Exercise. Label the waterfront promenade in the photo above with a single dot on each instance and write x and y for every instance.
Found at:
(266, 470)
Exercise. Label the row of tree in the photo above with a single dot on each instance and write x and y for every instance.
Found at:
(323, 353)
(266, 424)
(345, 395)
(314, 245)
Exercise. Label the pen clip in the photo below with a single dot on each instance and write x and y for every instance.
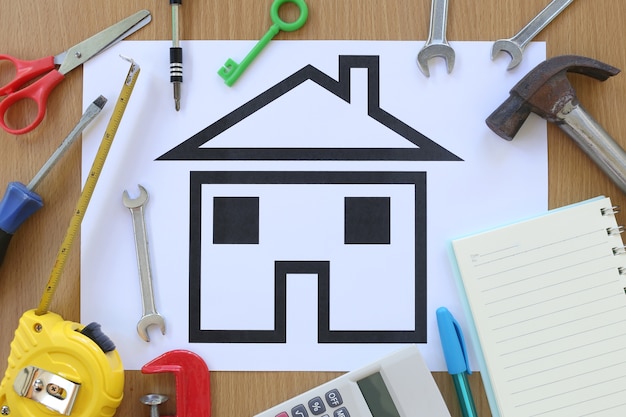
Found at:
(453, 342)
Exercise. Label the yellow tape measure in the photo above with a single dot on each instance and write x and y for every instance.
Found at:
(56, 366)
(90, 184)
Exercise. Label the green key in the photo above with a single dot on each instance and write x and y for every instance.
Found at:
(231, 71)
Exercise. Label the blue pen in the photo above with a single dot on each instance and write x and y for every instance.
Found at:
(457, 361)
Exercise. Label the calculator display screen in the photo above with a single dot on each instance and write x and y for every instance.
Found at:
(377, 396)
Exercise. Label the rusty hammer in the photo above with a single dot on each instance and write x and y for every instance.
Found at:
(546, 91)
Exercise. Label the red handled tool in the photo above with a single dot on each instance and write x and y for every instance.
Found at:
(46, 76)
(193, 391)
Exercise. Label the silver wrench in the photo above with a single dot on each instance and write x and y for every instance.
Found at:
(515, 46)
(150, 315)
(436, 44)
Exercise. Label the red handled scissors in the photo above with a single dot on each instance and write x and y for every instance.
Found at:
(46, 76)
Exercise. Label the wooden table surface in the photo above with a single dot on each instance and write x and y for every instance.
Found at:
(31, 29)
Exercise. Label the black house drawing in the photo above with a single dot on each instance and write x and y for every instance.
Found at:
(367, 212)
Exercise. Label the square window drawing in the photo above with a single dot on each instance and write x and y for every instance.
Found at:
(235, 220)
(367, 220)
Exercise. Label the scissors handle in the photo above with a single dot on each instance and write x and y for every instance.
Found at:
(38, 92)
(25, 71)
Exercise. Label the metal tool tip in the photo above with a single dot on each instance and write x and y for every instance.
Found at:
(100, 101)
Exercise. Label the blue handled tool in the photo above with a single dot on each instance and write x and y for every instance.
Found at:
(21, 201)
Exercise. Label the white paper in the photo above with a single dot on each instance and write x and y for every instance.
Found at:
(301, 202)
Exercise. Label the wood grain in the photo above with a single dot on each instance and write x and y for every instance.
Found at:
(30, 29)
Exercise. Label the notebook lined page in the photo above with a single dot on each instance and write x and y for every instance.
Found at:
(549, 305)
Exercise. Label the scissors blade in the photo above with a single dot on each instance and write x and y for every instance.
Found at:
(87, 49)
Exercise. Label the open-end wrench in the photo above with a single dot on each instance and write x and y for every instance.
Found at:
(150, 315)
(436, 45)
(515, 46)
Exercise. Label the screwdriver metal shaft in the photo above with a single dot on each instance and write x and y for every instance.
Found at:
(21, 201)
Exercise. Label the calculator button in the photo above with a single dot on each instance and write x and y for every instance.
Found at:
(341, 412)
(299, 411)
(316, 405)
(333, 398)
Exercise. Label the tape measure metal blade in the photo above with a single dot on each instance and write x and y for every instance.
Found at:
(88, 188)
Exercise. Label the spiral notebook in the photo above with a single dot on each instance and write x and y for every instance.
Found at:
(546, 302)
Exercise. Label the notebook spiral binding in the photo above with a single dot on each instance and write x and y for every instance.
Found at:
(610, 211)
(612, 231)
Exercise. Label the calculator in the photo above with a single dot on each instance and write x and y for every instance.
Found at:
(398, 385)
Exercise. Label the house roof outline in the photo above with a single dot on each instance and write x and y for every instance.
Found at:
(425, 149)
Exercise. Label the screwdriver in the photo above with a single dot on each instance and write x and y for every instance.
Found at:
(20, 201)
(176, 55)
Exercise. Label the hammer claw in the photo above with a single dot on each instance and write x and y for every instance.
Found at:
(547, 92)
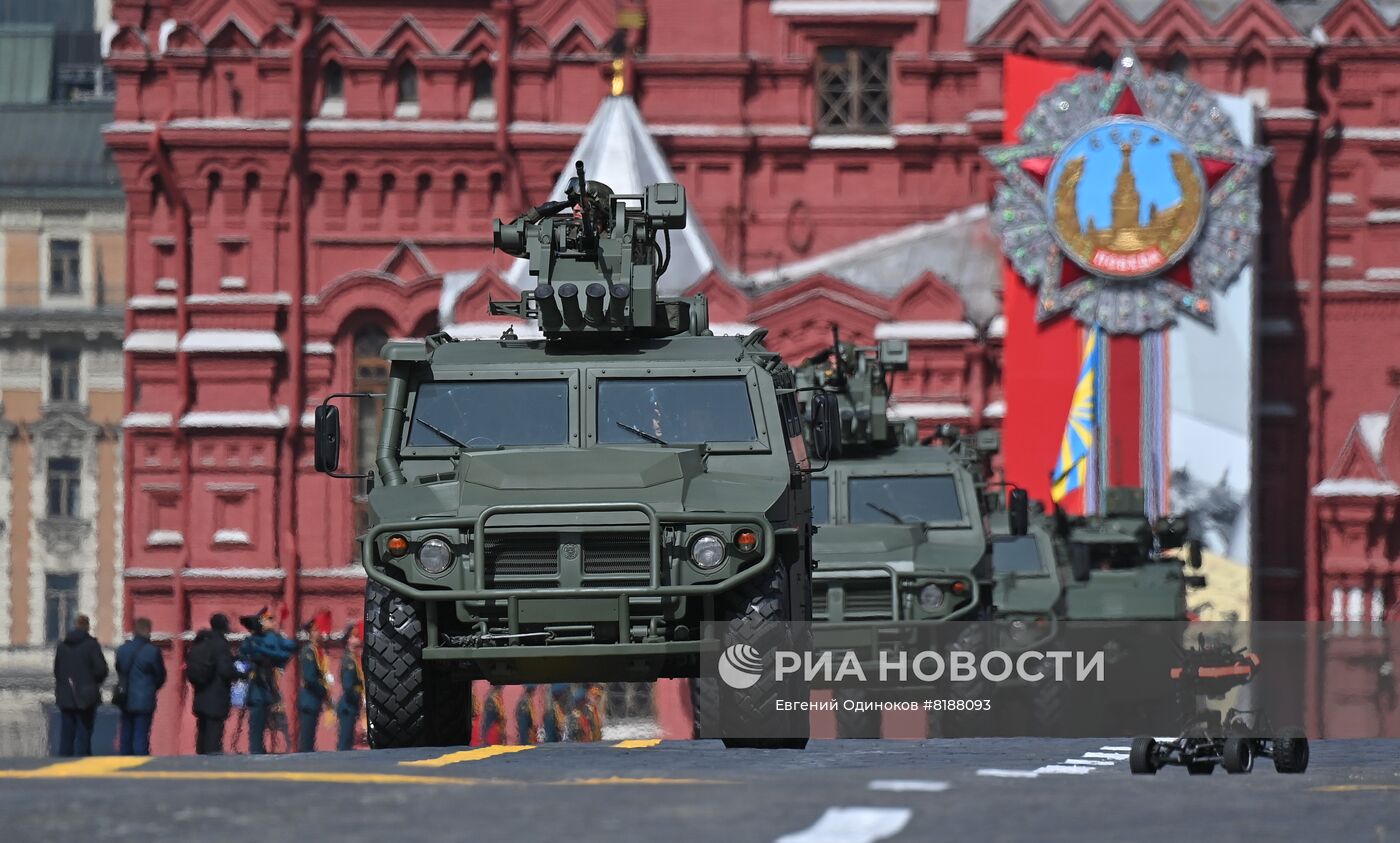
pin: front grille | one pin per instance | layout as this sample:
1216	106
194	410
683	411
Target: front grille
616	555
522	555
865	600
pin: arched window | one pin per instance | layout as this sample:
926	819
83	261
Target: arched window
483	93
371	374
332	91
406	91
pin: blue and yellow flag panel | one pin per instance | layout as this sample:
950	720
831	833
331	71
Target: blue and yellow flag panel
1071	468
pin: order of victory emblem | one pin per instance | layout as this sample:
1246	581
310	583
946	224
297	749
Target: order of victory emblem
1129	200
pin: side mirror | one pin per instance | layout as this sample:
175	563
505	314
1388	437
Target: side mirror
826	426
328	439
1080	563
1019	511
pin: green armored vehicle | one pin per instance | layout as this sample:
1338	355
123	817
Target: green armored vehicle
902	537
577	507
1117	562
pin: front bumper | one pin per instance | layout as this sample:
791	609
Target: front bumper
578	602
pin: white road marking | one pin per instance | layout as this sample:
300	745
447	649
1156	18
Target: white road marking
909	784
853	825
1064	769
1008	773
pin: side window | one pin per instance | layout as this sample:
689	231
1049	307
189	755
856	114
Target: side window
821	500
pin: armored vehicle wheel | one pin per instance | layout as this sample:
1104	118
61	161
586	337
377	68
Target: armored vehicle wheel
1143	756
1046	709
759	616
406	702
854	723
1291	751
704	706
972	637
1238	755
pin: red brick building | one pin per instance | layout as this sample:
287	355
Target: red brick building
301	174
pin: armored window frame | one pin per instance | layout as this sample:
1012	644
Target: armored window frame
853	91
762	423
962	486
487	374
825	496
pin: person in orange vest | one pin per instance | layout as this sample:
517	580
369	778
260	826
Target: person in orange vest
311	699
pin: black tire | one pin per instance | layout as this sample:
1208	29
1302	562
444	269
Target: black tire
759	616
1047	709
1238	755
856	724
1143	756
1291	752
704	706
406	702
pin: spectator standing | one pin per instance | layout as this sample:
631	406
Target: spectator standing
79	671
352	686
265	650
311	699
140	672
210	671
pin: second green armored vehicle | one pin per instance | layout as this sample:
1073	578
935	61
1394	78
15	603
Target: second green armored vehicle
1117	562
903	538
578	507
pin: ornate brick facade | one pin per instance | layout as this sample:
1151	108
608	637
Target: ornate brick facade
300	175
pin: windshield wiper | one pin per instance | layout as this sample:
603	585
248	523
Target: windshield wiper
443	433
643	433
886	513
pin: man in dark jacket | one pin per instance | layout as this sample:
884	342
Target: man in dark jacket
79	670
212	672
311	698
140	672
352	688
266	650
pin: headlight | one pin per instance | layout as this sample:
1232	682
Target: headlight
1019	632
931	598
707	552
434	556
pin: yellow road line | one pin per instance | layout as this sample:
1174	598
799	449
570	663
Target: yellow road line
87	766
312	777
636	744
1354	787
454	758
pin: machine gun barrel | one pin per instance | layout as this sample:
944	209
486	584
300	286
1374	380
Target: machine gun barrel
549	315
595	293
618	303
569	300
590	233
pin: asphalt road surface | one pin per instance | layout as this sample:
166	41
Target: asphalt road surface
839	791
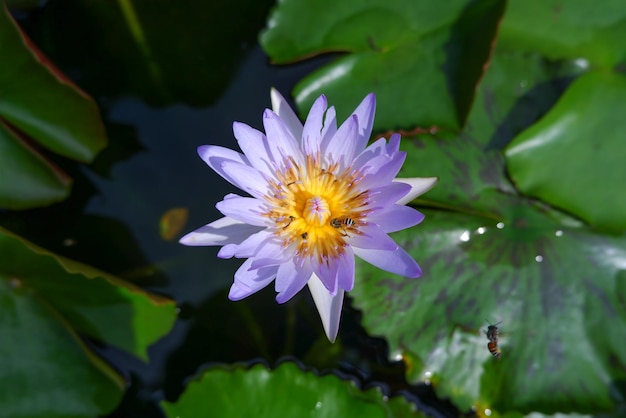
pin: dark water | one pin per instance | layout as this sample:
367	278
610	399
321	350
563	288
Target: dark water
202	77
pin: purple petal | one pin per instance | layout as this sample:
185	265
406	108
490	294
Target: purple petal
280	139
253	143
398	261
396	218
345	271
341	147
365	114
249	247
215	155
372	237
291	278
249	281
328	306
244	209
419	186
246	178
220	232
282	109
312	134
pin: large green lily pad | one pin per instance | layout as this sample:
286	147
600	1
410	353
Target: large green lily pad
568	29
46	302
574	157
38	103
495	256
407	52
285	391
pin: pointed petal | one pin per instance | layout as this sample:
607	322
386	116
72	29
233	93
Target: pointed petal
419	186
312	134
249	281
280	139
253	143
282	109
329	307
244	209
396	218
371	236
365	113
398	261
341	147
246	178
221	232
291	277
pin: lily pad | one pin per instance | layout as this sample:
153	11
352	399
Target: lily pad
46	303
574	157
284	391
494	256
567	29
407	52
39	103
555	290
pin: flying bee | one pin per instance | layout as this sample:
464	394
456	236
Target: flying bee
492	334
342	223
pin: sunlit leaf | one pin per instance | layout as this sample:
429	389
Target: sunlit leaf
422	59
574	158
560	29
285	391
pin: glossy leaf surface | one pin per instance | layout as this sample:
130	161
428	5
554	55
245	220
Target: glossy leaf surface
574	157
406	52
284	391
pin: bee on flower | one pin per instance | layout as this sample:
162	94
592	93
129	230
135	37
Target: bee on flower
318	196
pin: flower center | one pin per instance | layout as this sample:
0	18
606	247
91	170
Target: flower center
316	207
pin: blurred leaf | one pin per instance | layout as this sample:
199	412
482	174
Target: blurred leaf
26	177
567	29
554	284
574	157
38	101
397	49
516	91
285	391
555	289
165	52
45	302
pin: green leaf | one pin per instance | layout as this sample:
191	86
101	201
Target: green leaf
517	90
45	302
574	157
26	177
38	103
555	290
397	49
567	29
285	391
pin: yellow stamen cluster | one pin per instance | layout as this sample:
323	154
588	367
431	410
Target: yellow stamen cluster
316	207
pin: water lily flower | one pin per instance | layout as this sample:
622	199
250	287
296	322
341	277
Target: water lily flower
318	196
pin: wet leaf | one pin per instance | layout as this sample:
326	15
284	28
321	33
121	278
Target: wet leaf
574	157
284	391
46	303
396	49
567	29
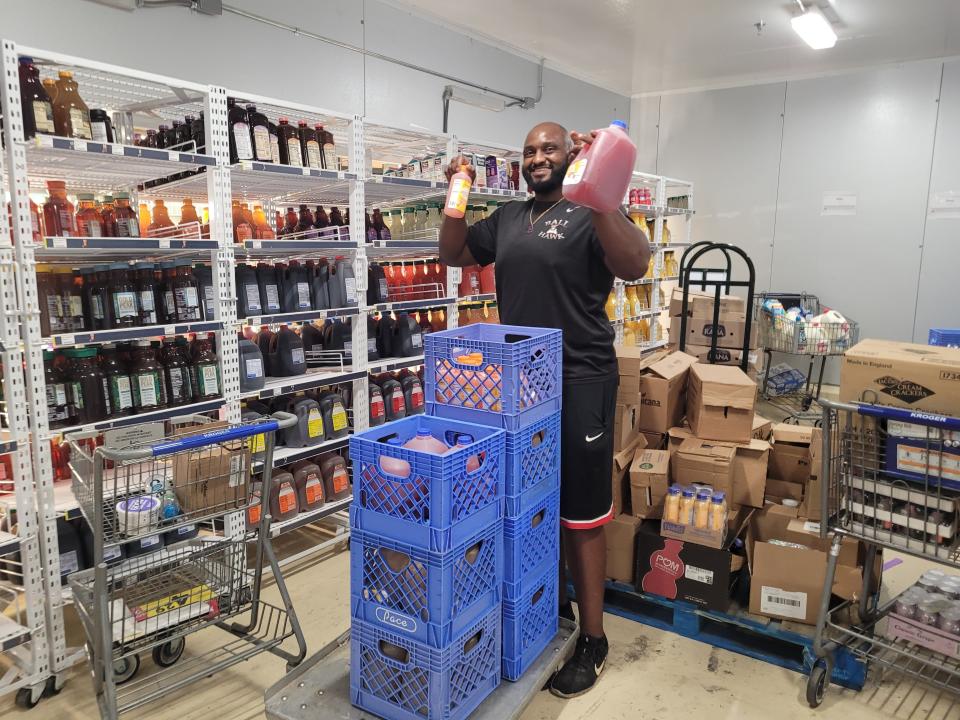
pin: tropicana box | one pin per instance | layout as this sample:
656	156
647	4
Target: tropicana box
788	561
658	381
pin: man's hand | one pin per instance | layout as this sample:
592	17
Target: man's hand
454	167
581	141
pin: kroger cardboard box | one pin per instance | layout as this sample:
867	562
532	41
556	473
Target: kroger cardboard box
660	383
787	582
621	533
720	403
904	375
649	479
749	467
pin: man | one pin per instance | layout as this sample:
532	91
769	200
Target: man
555	263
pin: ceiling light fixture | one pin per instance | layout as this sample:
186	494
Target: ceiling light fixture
814	28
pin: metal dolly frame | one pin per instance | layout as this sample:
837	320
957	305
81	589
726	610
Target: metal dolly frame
855	475
153	602
320	688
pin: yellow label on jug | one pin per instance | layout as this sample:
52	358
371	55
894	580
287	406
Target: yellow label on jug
314	423
575	172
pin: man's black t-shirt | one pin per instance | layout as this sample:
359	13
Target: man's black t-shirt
552	275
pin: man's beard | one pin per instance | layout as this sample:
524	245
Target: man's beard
551	183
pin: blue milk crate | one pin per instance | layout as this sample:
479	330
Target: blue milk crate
529	624
499	375
431	597
436	502
533	458
395	677
944	337
532	540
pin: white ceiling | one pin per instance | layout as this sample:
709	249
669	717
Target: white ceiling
650	46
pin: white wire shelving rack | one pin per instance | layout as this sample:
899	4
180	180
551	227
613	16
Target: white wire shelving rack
670	207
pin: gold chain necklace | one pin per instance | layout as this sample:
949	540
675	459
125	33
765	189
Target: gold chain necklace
540	216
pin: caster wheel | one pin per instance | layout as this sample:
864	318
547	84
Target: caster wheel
26	699
817	684
53	687
125	668
167	654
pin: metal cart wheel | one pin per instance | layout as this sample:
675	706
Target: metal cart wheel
125	668
167	654
818	682
28	697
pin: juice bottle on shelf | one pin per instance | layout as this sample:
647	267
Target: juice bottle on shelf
701	510
71	118
309	145
458	193
289	143
688	498
205	371
261	228
89	220
260	134
123	297
58	215
599	176
718	511
161	220
144	214
188	213
671	505
108	214
240	146
35	103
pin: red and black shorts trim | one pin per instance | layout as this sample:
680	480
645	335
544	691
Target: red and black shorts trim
586	454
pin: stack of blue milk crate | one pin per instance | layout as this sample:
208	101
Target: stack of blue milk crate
426	569
511	378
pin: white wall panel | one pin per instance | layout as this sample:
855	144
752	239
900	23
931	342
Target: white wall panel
868	133
940	270
727	143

** What the exercise asks **
Gather all lines from the records above in which "blade" appears.

** Response **
Exercise. Label the scissors blade in the photo above with a single dot on each instance and write x and y for every instance.
Exercise. Label the tape measure metal blade in the photo above with a single dot on each instance and write x and y for every instance.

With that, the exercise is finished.